AUFGABENSTELLUNG -
Gib aus dem Lesetext über die Selbsttötung die Stelle wörtlich wieder, die mit „Wie viel Aggression“ beginnt und bis einschließlich „Sterben ein Wunschkonzert.“ reicht.

LESETEXT -
>>>
Wie viel Aggression steckt in einem Pistolenschuss gegen sich selbst, auch eines Kranken, gegen das heimische Umfeld? Wollen wir, dass die Dystopie einer suizidalen Gemeinschaft, in der die gewaltsame Beseitigung des Lebens, unter Beteiligung von Ärzten als Todesboten, als normal hingenommen wird? Ist die Selbsttötung mit der Menschenwürde vereinbar? Schon wird die Frage aufgeworfen, ob Lebensmüden nicht das gleiche Recht eingeräumt werden muss wie Alten und Kranken? Nirgendwo steht geschrieben, dass es ein Recht auf Vermögen, auf Schönheit und vor allem Gesundheit gibt. Das Leben ist kein und, wie Edo Reents in der „F.A.Z.“ hinzufügte, genauso wenig wie das Sterben ein Wunschkonzert.

Den Selbstmord eines Kranken feiern wir

Die Lebendigkeit des Menschen wird nicht prinzipiell durch eine schwerwiegende Krankheit infrage gestellt. Auf Hilfe, aufeinander angewiesen sein, ist keine Schande. Der eine trage des anderen Last. Noch nennen es viele Nächstenliebe oder Solidarität. Der Mensch ist fragil, leicht verletzbar, ein Verkehrsunfall mit tödlichem Ausgang ist meist menschenunwürdiger als der natürliche Tod am Lebensende. Doch sind wir ihm hilflos ausgeliefert. Unterwegs zu den Todesfilialen in der Schweiz kann uns ein tödliches Unglück ereilen. Der Tod gehört niemandem, schrieb mir ein jugendlicher Freund. Der Verfügbarkeit des Menschen ist der Tod entzogen, unabwendbar, unausweichlich. Die Knopfdruck-Gesellschaft will damit Schluss machen.
<<<
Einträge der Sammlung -
>>>
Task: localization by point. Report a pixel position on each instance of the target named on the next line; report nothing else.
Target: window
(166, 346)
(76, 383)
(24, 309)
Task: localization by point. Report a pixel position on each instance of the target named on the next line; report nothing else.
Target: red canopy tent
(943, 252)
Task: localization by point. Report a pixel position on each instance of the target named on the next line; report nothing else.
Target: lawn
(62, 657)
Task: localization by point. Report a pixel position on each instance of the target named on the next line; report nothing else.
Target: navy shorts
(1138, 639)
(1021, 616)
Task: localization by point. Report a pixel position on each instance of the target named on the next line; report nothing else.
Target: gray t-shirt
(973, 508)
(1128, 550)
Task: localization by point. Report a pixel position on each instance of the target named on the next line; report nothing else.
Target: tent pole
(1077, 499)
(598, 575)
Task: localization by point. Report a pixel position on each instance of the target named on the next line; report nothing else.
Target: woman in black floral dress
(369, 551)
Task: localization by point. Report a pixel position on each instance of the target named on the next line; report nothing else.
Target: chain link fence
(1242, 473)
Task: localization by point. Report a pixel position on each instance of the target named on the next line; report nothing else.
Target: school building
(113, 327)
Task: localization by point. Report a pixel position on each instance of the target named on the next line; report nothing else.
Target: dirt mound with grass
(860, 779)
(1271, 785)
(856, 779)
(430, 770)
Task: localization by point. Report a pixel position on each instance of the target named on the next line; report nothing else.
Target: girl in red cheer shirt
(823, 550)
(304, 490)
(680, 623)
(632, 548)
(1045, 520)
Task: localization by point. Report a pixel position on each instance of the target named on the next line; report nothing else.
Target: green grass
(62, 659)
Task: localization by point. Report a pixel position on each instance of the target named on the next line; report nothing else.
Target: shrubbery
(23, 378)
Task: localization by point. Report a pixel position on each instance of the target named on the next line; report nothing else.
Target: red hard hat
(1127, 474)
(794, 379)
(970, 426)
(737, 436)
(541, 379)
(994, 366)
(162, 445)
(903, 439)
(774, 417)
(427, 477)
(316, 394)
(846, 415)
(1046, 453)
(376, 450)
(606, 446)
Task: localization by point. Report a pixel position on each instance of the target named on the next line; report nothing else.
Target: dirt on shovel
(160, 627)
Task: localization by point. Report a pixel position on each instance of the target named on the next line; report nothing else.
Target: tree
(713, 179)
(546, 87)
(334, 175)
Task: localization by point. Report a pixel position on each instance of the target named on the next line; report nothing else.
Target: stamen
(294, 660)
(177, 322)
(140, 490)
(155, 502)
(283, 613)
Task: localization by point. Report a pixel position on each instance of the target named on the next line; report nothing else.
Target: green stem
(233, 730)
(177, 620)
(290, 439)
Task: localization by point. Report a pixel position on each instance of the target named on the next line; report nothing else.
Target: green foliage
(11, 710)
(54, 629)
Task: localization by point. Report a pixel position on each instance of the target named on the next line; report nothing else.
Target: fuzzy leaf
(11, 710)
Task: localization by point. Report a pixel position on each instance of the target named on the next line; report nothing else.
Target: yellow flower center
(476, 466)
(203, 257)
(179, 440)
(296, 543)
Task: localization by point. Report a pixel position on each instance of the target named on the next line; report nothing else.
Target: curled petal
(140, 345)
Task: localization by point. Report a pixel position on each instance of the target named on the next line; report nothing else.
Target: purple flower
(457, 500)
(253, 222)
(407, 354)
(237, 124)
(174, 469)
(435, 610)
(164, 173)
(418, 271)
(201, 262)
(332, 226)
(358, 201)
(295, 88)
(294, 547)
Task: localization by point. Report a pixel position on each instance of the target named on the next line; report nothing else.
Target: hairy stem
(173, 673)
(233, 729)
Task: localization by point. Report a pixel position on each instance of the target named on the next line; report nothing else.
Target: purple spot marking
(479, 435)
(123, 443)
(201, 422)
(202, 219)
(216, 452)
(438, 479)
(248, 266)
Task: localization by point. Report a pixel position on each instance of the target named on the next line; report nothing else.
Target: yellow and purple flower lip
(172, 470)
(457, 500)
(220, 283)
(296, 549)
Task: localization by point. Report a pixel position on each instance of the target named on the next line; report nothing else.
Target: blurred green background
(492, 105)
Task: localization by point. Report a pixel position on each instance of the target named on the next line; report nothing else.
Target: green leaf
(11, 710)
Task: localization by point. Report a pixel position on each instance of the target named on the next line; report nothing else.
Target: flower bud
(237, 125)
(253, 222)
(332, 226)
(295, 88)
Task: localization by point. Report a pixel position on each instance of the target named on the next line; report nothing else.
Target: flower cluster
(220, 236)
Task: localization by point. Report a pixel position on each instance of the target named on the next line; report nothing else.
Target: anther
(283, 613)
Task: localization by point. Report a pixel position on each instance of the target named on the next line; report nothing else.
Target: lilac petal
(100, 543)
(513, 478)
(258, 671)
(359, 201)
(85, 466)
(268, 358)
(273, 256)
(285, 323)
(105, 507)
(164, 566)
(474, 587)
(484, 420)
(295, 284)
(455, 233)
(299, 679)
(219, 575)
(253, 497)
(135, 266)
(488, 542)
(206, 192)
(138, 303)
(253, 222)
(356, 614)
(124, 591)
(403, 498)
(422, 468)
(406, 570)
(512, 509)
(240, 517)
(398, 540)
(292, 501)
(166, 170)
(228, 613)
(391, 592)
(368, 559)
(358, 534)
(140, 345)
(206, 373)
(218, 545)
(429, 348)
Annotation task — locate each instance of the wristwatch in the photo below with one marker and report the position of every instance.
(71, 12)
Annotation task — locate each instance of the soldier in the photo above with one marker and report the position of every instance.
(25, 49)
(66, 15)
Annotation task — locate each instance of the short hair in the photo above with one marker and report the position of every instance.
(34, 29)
<<<
LÖSUNG -
Wie viel Aggression steckt in einem Pistolenschuss gegen sich selbst, auch eines Kranken, gegen das heimische Umfeld? Wollen wir, dass die Dystopie einer suizidalen Gemeinschaft, in der die gewaltsame Beseitigung des Lebens, unter Beteiligung von Ärzten als Todesboten, als normal hingenommen wird? Ist die Selbsttötung mit der Menschenwürde vereinbar? Schon wird die Frage aufgeworfen, ob Lebensmüden nicht das gleiche Recht eingeräumt werden muss wie Alten und Kranken? Nirgendwo steht geschrieben, dass es ein Recht auf Vermögen, auf Schönheit und vor allem Gesundheit gibt. Das Leben ist kein und, wie Edo Reents in der „F.A.Z.“ hinzufügte, genauso wenig wie das Sterben ein Wunschkonzert.